__SHORT PROBLEM__: Copy the entire listing below verbatim, line by line, with no changes.

Records for labeling and segmentation:
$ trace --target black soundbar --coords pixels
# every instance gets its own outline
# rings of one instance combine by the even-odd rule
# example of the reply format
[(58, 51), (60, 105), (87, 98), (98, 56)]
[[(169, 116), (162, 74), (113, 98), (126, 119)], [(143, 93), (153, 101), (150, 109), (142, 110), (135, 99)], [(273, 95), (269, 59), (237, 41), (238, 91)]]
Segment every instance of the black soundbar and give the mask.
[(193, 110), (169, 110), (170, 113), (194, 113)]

__EXERCISE ANSWER__:
$ trace --target black soundbar --coords pixels
# every instance gets its own outline
# rings of one instance combine by the even-odd rule
# example of the reply format
[(58, 51), (60, 105), (87, 98), (98, 56)]
[[(169, 116), (162, 74), (113, 98), (126, 119)], [(143, 93), (153, 101), (150, 109), (142, 110), (135, 99)], [(273, 95), (269, 59), (237, 41), (238, 91)]]
Segment every instance of the black soundbar and give the mask.
[(193, 110), (169, 110), (170, 113), (194, 113)]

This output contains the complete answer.